**What is needed**. Set out the lines beginning with the one that contains "cumulus cloud -> box" and continuing through the one that contains "361,0 -> 471,54" as a Markdown table with two columns, Number and Line, leaving out any blank lines.

[Begin Exercise materials]

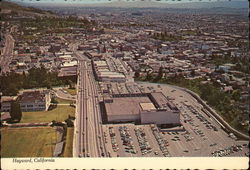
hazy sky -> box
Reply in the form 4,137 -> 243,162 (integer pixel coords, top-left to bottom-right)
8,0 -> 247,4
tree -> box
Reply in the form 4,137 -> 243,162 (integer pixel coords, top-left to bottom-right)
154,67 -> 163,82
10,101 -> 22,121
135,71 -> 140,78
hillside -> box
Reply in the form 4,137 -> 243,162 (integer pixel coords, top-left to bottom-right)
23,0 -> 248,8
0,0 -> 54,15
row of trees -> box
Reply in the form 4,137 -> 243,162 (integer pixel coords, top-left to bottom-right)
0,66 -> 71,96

[End Exercise materials]
[Begin Exercise materials]

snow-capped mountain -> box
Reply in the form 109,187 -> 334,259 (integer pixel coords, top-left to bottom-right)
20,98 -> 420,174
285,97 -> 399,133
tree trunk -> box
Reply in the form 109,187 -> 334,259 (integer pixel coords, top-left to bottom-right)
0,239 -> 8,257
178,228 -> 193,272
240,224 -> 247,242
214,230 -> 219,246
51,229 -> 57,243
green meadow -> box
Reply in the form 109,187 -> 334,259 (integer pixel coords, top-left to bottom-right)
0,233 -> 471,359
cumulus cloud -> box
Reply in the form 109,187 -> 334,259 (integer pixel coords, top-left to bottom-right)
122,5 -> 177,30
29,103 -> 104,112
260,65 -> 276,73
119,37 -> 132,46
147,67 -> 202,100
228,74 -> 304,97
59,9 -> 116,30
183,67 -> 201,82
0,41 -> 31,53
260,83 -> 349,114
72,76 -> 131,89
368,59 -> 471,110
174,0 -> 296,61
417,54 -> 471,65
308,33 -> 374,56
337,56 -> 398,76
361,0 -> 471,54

[End Exercise materials]
[Begin Exercise materials]

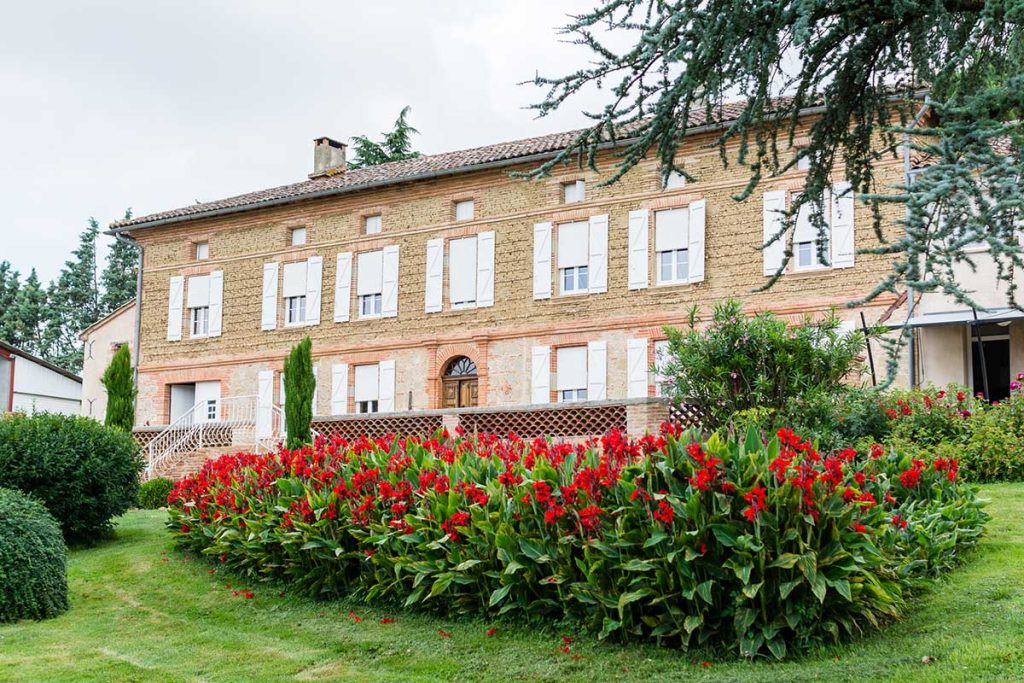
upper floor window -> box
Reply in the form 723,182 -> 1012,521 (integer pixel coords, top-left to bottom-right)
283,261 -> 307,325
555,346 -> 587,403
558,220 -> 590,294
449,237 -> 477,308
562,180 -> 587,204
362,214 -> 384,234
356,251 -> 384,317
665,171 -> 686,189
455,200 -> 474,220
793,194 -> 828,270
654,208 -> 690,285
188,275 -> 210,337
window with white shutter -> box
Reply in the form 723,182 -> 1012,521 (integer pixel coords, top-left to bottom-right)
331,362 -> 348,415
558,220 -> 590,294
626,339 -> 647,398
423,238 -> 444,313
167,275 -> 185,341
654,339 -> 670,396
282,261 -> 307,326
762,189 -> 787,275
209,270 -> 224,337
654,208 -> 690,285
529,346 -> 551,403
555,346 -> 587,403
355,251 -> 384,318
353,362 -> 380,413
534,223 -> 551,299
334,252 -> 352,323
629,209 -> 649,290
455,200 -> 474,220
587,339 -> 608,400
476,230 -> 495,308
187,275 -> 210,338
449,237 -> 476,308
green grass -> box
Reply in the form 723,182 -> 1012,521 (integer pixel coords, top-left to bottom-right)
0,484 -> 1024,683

[End Exercise materials]

**Output for this task**.
| Number | Line |
|---|---|
| 1 | cumulus cloud -> box |
| 2 | Reply in the form 109,187 -> 334,259 (integer pixel coords, top-left to bottom-right) |
| 3 | 122,5 -> 177,30 |
| 4 | 29,103 -> 104,112 |
| 5 | 260,65 -> 276,73 |
| 6 | 119,37 -> 132,46 |
| 7 | 147,67 -> 202,100 |
| 8 | 228,74 -> 304,97 |
| 9 | 59,9 -> 116,30 |
| 10 | 183,67 -> 201,82 |
| 11 | 0,41 -> 31,53 |
| 12 | 260,83 -> 349,114 |
| 13 | 72,76 -> 131,89 |
| 14 | 368,59 -> 471,110 |
| 15 | 174,0 -> 296,61 |
| 16 | 417,54 -> 471,65 |
| 17 | 308,33 -> 374,56 |
| 18 | 337,56 -> 398,76 |
| 19 | 361,0 -> 471,54 |